### Problem to work on
Repeat the records below line by line, exactly, finishing on the line that contains "Now the **wood".

-- Exercise material follows --

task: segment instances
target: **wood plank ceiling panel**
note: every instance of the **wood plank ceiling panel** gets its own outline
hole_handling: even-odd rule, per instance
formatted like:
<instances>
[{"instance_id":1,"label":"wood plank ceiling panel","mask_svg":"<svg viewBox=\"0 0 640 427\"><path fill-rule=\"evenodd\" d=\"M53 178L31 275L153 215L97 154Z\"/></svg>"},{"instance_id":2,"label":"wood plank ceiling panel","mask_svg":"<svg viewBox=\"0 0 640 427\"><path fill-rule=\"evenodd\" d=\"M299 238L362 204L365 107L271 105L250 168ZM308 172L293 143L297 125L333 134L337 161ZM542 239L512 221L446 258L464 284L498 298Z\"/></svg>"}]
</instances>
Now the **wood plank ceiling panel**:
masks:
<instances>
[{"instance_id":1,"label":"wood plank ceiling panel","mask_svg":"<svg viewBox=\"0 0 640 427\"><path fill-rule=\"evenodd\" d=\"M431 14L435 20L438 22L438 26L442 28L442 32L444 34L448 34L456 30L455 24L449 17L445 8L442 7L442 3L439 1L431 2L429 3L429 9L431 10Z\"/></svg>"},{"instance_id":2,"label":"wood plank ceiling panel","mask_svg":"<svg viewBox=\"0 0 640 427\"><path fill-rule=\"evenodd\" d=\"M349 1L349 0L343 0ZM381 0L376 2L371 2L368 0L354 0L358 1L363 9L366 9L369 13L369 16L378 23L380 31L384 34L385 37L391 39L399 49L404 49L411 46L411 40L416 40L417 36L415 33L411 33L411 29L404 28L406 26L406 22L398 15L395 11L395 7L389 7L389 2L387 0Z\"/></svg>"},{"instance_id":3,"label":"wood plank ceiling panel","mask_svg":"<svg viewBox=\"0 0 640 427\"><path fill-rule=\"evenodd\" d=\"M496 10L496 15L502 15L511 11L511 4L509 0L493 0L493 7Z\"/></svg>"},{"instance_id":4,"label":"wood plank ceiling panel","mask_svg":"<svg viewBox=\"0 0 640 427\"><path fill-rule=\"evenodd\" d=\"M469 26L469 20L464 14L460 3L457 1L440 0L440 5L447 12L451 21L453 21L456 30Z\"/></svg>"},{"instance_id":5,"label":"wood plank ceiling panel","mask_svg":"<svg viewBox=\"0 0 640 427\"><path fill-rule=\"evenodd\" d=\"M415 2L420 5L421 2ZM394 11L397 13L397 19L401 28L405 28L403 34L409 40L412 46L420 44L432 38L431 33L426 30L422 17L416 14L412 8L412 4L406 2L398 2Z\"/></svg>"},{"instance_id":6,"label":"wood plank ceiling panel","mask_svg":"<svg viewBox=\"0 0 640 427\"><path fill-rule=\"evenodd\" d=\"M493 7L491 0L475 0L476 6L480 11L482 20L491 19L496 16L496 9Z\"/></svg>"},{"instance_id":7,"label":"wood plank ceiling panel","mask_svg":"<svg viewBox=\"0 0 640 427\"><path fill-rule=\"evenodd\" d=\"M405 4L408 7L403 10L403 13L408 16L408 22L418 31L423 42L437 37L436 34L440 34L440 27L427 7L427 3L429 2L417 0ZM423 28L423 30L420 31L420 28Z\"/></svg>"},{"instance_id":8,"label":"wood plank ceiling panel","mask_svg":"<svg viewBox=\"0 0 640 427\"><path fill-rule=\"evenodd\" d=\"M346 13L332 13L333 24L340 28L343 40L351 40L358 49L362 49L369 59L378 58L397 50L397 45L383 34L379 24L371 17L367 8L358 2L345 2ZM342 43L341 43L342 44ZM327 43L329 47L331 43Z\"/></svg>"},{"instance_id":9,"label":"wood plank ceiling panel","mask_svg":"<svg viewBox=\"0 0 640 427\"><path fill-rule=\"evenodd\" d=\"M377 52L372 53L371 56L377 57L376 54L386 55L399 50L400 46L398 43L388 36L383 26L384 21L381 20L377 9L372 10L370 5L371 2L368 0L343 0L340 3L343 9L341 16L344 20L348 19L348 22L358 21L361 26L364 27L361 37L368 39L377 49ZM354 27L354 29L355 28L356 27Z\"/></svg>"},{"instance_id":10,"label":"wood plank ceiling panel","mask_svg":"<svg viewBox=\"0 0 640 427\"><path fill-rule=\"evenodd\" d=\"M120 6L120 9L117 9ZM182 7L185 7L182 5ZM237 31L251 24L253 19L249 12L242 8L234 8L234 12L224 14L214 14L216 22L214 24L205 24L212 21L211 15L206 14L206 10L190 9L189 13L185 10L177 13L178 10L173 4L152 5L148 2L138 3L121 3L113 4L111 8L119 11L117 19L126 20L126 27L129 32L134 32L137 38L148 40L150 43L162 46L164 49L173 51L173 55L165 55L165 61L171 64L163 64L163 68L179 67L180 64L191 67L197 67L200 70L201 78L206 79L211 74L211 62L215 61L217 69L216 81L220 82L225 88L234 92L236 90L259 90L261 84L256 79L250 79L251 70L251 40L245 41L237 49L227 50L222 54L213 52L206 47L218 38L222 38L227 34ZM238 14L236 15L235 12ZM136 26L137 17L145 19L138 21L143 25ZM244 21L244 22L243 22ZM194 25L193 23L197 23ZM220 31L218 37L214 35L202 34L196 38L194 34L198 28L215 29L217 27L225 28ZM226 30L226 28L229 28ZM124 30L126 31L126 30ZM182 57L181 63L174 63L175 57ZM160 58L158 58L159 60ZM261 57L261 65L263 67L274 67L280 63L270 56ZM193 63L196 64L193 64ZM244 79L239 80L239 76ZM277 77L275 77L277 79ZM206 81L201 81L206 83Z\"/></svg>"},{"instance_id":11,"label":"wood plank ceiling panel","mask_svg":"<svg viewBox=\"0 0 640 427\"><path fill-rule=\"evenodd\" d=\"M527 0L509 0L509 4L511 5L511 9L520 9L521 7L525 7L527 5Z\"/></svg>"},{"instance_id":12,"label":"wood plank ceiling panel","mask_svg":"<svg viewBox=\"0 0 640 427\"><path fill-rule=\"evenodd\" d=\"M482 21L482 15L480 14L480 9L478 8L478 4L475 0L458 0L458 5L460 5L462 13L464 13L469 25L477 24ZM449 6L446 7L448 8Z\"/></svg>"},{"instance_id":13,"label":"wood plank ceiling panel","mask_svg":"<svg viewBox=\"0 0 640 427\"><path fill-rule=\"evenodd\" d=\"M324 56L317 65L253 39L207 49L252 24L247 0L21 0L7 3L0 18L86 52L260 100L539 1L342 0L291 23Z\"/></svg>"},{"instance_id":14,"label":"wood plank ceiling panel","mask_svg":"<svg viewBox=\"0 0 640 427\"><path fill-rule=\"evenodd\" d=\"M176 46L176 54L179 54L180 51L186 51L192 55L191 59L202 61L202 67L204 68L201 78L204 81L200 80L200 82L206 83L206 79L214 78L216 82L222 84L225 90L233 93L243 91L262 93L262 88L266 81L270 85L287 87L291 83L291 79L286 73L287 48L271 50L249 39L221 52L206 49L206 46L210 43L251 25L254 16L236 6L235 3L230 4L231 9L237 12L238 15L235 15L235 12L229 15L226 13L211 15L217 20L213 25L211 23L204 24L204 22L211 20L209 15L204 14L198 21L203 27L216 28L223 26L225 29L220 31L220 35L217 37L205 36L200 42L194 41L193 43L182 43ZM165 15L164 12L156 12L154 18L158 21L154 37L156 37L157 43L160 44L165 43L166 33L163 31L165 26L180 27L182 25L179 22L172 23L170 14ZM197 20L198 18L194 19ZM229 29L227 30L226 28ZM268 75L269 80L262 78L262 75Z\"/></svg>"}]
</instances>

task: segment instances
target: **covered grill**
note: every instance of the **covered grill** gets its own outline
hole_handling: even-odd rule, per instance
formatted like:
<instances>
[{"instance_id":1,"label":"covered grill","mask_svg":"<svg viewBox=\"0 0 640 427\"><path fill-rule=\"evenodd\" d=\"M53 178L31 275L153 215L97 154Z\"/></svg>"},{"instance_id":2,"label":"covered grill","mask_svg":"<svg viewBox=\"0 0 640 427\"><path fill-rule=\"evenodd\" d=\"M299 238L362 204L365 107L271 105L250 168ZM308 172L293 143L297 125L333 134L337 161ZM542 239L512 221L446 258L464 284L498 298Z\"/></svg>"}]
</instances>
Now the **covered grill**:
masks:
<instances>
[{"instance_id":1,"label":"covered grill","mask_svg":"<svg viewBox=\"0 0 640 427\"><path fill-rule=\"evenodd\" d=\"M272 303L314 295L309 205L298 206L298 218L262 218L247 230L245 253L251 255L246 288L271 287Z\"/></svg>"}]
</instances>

-- Exercise material concluded --

### Exercise answer
task: segment instances
target: **wood plank ceiling panel**
note: every instance of the **wood plank ceiling panel** gets its own outline
hole_handling: even-odd rule, per instance
formatted like:
<instances>
[{"instance_id":1,"label":"wood plank ceiling panel","mask_svg":"<svg viewBox=\"0 0 640 427\"><path fill-rule=\"evenodd\" d=\"M53 178L31 275L153 215L97 154Z\"/></svg>"},{"instance_id":2,"label":"wood plank ceiling panel","mask_svg":"<svg viewBox=\"0 0 640 427\"><path fill-rule=\"evenodd\" d=\"M299 238L362 204L365 107L271 105L250 168ZM308 172L293 143L297 125L333 134L337 161ZM542 239L512 221L446 258L464 284L498 298Z\"/></svg>"}]
</instances>
Now the **wood plank ceiling panel**:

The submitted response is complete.